-- BEGIN --

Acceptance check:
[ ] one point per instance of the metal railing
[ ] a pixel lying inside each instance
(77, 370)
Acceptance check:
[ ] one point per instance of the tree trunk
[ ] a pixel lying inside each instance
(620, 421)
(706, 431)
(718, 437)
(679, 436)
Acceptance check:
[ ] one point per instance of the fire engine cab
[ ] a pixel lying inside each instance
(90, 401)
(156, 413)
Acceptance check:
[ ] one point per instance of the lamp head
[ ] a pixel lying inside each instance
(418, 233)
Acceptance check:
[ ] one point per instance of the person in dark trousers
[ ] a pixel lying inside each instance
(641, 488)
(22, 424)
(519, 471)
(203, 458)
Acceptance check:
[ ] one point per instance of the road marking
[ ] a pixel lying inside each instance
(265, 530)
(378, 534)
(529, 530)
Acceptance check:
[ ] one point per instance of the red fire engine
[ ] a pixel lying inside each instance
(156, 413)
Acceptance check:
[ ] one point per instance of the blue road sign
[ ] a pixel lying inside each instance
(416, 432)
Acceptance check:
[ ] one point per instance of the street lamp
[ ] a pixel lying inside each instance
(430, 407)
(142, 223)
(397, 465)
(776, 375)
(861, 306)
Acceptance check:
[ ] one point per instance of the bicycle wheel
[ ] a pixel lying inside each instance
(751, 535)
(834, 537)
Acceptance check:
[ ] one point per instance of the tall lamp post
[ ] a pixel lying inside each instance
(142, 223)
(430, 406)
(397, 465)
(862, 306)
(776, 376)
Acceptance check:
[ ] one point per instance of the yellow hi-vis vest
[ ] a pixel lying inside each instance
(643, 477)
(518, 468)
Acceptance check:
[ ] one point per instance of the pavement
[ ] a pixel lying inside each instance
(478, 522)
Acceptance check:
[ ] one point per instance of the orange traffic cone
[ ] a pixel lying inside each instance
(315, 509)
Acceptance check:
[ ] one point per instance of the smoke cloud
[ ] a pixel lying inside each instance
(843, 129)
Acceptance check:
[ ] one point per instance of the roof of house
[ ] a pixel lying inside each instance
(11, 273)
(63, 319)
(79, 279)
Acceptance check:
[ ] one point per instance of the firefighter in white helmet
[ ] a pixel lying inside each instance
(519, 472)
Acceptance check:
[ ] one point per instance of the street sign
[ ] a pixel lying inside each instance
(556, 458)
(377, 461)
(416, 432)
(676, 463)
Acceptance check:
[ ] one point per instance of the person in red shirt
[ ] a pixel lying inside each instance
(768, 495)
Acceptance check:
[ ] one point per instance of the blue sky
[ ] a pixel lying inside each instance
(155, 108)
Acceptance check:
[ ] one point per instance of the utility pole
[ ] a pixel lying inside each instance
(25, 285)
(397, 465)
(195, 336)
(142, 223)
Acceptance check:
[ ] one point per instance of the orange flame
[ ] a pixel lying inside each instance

-- END --

**EXERCISE INSTRUCTIONS:** The entries above should be repeated exactly, every one of them.

**EXERCISE ANSWER:**
Acceptance check:
[ ] one point per instance of the metal railing
[ ] a pixel lying inside each instance
(77, 370)
Acceptance check:
[ ] one point per instance of the tree trunk
[ ] a pixel lying inside each instance
(620, 421)
(706, 431)
(718, 437)
(679, 436)
Acceptance check:
[ ] one point per instance of the fire engine cab
[ ] a pixel lying inside each instance
(90, 401)
(156, 413)
Acceptance check:
[ ] one point per instance of the lamp head
[ ] a pixel lying inside each instance
(418, 233)
Acceptance check:
[ ] one point per instance of the person in dark trousers
[ ] a pixel lying inside each instance
(641, 488)
(22, 424)
(519, 471)
(203, 458)
Acceptance check:
[ ] one point per instance of the road marking
[ ] a pixel lying inside each instance
(265, 530)
(378, 534)
(529, 530)
Acceptance check:
[ ] one point per instance of the red fire engine
[ ] a pixel lying inside each instance
(156, 413)
Acceptance check:
[ ] one point per instance of the blue road sign
[ ] a pixel lying inside each instance
(416, 432)
Acceptance check:
[ ] one point per instance of the street lamp
[ ] a pixel lying inside each instance
(430, 407)
(142, 223)
(397, 465)
(776, 375)
(861, 306)
Acceptance check:
[ ] one point per instance of the bicycle wheel
[ ] a pixel lying inside each instance
(751, 535)
(834, 537)
Acceptance check:
[ ] one point per instance of the tall lamp post
[ ] a pixel lying inside each instance
(142, 223)
(430, 406)
(397, 465)
(862, 306)
(776, 376)
Acceptance check:
[ ] one point per instance of the yellow hi-vis vest
[ ] a pixel lying inside each instance
(643, 477)
(518, 468)
Acceptance check:
[ ] one point per instance of the pavement
[ ] a pixel lying inside each instance
(478, 522)
Acceptance check:
[ ] one point per instance of the orange traffic cone
[ ] a pixel lying inside each instance
(315, 509)
Acceptance check:
[ ] one point per instance of the smoke cloud
[ ] a pixel lying inside each instance
(843, 129)
Acceptance check:
[ ] one point per instance of the roof of house
[ ] a pixel lying inside each instance
(11, 273)
(63, 319)
(79, 279)
Acceptance check:
[ ] one point per instance of the firefighter in white helmet
[ ] a pixel lying inside each instance
(519, 472)
Acceptance check:
[ ] one point per instance of the street sign
[ ] a pixel lying inside each instance
(556, 458)
(377, 461)
(416, 432)
(676, 463)
Acceptance check:
[ ] one point per instance of the person in red shirt
[ ] a pixel lying inside each instance
(768, 495)
Acceptance check:
[ ] one point per instance of the blue sky
[ ] a pixel lying inside each instance
(155, 108)
Acceptance check:
[ ] one point per instance of the utility pole
[ ] a pixel lying inside each instance
(25, 285)
(397, 465)
(195, 336)
(142, 223)
Acceptance check:
[ ] one point per instance of the orange flame
[ ] a pixel lying inside each instance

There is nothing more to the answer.